**ПРЕДОСТАВЛЕННЫЙ ФРАГМЕНТ**

Читать «Пристальное прочтение Бродского. Сборник статей под ред. В.И. Козлова» онлайн - страница 6

Коллектив авторов

Так вот — о нескольких вещах, которые угадываются в Бродском сразу, с любой строчки.

Сразу ясно, что перед тобой варвар. Точнее, перед тобой настоящие стихи, написанные варваром, — это сочетание на деле даже сложно сразу осмыслить.

С первых же строк Бродский опознается как поэт, для которого цивилизации — либо еще, либо уже — нет. Цивилизация присутствует только в виде руины — настоящей или будущей. То есть будущее любой цивилизации известно — ее пожрет стихия моря и времени.

**СПИСОК ЗАДАЧ**
A: Определите, согласуются ли с фрагментом следующие утверждения: (i) цивилизация присутствует у Бродского только в виде руины; (ii) сочетание настоящих стихов и варвара легко осмыслить сразу; (iii) будущее цивилизации неизвестно. Для каждого ответьте «да» или «нет» и приведите решающие слова фрагмента дословной цитатой.
B: Объясните в одном–трех предложениях, почему, согласно фрагменту, будущее любой цивилизации у Бродского известно.

**СТРОКИ**
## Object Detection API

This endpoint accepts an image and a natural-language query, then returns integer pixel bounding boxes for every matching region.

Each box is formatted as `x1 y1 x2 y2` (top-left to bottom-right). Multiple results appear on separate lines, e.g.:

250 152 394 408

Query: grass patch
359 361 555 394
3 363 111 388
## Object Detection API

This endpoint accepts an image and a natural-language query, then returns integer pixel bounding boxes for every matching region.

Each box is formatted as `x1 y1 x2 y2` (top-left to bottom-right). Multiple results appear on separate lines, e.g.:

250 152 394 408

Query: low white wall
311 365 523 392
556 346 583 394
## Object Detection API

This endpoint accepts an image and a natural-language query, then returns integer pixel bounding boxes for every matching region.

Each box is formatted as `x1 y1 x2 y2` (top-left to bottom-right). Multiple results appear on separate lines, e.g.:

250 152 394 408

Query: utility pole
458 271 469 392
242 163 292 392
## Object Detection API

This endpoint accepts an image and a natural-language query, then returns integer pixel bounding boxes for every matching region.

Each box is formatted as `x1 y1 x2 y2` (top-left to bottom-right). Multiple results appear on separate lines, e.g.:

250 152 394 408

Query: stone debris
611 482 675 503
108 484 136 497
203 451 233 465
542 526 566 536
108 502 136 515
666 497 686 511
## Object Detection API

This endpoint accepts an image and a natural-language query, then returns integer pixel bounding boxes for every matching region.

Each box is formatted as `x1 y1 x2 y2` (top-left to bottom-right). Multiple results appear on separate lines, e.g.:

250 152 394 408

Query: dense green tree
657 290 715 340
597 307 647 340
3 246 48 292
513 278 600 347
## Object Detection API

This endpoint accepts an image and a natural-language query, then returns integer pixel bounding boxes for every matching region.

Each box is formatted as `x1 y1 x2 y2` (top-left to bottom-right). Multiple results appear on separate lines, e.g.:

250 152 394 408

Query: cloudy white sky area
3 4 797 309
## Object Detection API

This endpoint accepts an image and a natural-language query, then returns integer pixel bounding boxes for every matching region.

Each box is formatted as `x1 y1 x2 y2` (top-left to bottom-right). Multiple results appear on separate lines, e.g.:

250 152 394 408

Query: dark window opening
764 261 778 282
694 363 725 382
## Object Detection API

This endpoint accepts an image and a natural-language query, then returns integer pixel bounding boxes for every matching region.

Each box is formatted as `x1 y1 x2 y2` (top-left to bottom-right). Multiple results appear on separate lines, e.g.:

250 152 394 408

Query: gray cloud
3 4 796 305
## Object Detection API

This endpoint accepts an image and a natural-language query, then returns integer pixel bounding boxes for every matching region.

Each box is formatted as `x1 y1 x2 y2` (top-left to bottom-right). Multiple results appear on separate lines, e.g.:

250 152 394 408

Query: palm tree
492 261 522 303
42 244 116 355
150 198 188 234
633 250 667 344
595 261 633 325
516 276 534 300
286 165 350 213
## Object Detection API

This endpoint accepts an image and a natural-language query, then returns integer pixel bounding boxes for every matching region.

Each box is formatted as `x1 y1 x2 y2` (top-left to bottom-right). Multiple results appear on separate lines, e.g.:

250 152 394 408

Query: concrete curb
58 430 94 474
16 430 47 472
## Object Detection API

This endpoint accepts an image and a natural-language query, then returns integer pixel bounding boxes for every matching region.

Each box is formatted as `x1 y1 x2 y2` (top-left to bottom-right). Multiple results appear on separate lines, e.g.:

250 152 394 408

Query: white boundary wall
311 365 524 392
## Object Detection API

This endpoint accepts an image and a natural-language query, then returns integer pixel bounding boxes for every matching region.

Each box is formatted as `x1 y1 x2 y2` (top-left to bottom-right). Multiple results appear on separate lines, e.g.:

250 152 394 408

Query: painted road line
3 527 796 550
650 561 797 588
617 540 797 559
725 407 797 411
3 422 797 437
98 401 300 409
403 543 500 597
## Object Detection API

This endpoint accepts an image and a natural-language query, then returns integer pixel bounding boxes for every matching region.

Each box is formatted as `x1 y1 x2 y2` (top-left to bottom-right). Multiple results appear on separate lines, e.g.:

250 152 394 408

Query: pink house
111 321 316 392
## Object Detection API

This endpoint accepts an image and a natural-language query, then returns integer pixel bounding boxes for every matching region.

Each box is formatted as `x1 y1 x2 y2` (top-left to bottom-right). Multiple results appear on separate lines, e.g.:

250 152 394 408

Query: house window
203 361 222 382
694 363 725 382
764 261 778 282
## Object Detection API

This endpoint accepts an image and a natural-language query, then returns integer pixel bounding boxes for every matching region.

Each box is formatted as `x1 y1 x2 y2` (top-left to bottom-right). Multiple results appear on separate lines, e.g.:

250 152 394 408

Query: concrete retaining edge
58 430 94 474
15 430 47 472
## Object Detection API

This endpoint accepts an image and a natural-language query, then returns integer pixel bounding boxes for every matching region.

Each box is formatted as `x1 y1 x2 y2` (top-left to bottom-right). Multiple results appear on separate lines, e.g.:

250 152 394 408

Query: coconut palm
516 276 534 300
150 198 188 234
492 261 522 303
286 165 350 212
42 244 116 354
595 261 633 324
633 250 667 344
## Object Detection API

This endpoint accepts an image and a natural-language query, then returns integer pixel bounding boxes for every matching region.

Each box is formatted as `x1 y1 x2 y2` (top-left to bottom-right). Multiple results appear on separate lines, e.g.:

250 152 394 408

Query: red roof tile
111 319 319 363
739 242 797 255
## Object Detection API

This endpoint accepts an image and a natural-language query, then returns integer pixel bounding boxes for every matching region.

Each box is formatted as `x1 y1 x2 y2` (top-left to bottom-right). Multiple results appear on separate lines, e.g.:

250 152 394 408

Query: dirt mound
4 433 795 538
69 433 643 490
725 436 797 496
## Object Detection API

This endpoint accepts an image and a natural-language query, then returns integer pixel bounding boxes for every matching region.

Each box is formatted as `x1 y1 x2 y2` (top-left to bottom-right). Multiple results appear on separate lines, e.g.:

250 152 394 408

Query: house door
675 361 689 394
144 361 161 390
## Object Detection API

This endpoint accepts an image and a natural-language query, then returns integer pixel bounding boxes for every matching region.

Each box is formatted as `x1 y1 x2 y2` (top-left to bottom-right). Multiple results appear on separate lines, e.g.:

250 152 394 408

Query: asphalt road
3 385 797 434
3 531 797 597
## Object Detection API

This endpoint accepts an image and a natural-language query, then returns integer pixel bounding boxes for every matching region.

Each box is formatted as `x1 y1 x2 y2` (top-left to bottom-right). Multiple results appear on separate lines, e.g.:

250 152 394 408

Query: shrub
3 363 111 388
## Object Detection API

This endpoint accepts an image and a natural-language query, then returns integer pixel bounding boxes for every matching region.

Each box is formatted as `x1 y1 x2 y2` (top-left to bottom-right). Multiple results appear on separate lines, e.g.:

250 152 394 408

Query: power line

**ОТВЕТЫ**
A:
(i) Да: «Цивилизация присутствует только в виде руины — настоящей или будущей».
(ii) Нет: «это сочетание на деле даже сложно сразу осмыслить».
(iii) Нет: «будущее любой цивилизации известно — ее пожрет стихия моря и времени».

B: Цивилизация присутствует у Бродского только в виде руины, настоящей или будущей. Поэтому ее участь предрешена: ее пожрет стихия моря и времени.